Saved entries »
:::
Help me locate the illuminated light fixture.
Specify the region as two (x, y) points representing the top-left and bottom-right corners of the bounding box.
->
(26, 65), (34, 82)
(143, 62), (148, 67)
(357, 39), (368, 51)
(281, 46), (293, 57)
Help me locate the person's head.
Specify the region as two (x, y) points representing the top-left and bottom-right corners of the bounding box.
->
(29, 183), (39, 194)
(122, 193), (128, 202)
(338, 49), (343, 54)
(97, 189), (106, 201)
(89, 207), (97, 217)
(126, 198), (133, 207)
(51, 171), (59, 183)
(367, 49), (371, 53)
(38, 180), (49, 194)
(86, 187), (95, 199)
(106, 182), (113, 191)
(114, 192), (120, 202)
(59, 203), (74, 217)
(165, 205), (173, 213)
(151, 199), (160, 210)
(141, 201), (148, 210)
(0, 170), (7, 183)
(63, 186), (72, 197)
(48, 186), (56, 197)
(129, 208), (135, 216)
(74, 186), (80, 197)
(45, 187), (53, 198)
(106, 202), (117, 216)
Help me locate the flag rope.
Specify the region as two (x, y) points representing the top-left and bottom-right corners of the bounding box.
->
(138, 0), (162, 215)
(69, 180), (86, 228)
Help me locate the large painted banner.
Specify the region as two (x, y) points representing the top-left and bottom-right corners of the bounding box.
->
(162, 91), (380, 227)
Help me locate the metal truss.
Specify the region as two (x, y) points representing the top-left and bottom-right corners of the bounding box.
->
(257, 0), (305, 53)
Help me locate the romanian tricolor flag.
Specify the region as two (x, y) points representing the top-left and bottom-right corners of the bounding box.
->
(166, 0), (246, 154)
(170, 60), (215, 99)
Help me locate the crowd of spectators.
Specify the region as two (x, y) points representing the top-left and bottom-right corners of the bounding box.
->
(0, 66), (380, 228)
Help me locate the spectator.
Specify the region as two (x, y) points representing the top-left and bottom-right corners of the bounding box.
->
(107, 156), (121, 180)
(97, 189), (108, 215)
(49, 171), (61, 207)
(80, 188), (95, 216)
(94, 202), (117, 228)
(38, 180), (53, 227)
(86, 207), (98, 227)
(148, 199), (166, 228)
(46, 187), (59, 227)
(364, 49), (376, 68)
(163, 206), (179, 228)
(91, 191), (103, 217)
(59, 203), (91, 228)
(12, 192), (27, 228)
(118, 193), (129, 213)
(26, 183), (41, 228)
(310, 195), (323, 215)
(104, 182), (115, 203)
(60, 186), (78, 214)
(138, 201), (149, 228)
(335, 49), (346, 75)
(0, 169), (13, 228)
:::
TASK INSTRUCTIONS » Collect every line with the string "flag" from the records, and copy each.

SOLUTION TO THIS EXERCISE »
Help me locate the flag rope.
Help me locate the romanian tricolor flag.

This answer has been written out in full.